**EXERCISE**:
Would you copy all lines in the data that contain the word "dark"?

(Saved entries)
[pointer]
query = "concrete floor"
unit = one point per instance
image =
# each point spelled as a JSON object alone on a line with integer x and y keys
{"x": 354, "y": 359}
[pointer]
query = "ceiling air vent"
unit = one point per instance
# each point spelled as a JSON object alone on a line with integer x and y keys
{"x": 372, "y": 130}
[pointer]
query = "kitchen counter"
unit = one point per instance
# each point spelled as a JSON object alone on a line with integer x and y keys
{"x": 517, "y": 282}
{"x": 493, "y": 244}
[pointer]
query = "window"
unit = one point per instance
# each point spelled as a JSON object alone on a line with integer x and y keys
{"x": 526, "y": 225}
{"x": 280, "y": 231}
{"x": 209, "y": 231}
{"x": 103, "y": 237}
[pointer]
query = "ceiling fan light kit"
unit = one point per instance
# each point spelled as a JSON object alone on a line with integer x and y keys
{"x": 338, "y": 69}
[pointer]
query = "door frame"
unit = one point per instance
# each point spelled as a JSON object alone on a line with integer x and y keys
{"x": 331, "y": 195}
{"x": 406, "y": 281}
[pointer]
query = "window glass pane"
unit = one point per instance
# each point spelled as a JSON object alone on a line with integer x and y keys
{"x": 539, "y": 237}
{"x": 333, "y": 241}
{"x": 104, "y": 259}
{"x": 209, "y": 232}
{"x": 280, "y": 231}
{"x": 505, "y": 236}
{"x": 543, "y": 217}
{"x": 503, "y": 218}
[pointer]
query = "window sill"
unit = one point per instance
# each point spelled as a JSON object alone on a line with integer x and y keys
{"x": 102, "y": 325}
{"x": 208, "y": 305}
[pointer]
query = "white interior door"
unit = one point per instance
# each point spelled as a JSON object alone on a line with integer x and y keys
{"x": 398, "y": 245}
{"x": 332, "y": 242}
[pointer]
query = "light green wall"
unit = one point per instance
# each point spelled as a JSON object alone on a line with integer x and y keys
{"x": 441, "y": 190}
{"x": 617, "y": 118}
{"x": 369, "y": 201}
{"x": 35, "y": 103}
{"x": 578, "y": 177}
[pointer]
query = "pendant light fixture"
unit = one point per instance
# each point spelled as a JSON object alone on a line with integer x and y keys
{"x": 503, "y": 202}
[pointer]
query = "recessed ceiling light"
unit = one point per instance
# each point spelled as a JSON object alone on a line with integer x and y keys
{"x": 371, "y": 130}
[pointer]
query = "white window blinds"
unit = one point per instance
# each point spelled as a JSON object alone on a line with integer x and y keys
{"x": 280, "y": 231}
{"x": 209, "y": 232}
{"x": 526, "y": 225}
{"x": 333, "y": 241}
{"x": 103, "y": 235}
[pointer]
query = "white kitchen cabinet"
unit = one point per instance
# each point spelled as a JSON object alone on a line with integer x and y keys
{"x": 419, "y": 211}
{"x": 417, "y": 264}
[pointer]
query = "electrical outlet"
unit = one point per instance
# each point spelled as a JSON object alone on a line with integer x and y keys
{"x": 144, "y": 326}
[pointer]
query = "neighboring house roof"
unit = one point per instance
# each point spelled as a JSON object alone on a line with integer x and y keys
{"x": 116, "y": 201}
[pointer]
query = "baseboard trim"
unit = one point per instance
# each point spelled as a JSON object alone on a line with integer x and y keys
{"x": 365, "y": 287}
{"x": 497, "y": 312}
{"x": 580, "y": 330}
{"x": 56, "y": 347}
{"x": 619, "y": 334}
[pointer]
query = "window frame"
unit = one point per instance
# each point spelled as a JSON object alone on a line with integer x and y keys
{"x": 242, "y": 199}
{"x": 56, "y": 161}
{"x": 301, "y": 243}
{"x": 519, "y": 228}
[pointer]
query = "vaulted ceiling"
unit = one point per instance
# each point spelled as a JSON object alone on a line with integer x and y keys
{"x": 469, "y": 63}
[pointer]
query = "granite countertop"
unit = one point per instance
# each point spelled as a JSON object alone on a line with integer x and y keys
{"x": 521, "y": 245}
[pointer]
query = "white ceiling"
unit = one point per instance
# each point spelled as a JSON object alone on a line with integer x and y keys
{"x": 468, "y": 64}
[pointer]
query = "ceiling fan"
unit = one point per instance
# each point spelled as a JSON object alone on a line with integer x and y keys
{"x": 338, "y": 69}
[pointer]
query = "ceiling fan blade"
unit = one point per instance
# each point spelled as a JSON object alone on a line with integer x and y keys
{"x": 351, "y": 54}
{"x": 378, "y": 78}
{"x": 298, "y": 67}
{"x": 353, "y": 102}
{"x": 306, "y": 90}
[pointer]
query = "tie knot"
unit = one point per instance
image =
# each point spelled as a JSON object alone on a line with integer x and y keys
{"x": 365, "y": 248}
* * *
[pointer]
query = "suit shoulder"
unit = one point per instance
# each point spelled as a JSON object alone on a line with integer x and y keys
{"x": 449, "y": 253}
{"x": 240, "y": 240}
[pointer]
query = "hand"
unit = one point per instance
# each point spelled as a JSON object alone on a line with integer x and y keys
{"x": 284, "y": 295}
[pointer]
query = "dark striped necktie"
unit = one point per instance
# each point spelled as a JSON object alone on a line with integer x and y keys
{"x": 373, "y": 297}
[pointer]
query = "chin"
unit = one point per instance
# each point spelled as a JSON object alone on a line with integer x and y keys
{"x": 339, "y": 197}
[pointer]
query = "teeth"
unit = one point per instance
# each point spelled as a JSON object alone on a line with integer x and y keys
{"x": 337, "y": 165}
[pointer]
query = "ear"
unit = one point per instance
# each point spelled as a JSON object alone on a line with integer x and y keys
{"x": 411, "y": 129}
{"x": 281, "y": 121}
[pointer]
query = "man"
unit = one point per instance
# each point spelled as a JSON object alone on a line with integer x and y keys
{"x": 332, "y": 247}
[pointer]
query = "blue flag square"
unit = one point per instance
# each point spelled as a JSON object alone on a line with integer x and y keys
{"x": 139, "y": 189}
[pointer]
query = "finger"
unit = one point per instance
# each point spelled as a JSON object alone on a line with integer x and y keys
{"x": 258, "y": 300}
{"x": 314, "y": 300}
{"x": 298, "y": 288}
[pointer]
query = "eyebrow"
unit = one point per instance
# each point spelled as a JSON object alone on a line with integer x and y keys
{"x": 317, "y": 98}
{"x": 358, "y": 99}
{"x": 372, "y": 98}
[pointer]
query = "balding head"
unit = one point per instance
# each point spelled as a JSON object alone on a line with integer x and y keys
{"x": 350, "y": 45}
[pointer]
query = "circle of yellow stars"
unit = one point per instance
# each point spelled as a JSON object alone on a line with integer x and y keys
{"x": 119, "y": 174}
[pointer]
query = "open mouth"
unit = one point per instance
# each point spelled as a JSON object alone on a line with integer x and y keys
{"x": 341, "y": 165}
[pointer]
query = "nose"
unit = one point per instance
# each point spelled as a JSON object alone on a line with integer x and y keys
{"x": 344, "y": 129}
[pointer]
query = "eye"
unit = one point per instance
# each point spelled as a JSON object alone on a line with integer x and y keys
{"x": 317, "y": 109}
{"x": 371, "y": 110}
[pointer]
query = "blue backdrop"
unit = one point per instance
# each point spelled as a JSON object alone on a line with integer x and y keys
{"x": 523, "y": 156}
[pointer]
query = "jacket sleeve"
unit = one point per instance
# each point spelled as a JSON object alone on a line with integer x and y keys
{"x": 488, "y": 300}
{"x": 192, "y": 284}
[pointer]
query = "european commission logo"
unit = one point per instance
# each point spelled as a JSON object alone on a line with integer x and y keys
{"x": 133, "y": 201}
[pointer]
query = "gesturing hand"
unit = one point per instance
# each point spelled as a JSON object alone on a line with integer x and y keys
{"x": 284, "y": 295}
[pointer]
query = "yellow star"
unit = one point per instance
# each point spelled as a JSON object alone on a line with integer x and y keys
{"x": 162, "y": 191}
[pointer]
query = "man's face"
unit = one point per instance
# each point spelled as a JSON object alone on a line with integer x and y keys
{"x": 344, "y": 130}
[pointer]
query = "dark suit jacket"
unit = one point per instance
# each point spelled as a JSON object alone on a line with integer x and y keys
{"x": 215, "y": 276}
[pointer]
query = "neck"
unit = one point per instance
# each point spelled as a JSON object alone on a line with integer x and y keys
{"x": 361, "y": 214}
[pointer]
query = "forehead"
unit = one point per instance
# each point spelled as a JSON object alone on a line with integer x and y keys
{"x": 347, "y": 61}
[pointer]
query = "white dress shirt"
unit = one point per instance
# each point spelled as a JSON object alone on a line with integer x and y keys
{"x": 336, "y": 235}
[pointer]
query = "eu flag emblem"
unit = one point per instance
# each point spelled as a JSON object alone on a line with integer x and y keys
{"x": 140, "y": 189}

**RESULT BELOW**:
query = "dark striped necktie"
query = "dark suit jacket"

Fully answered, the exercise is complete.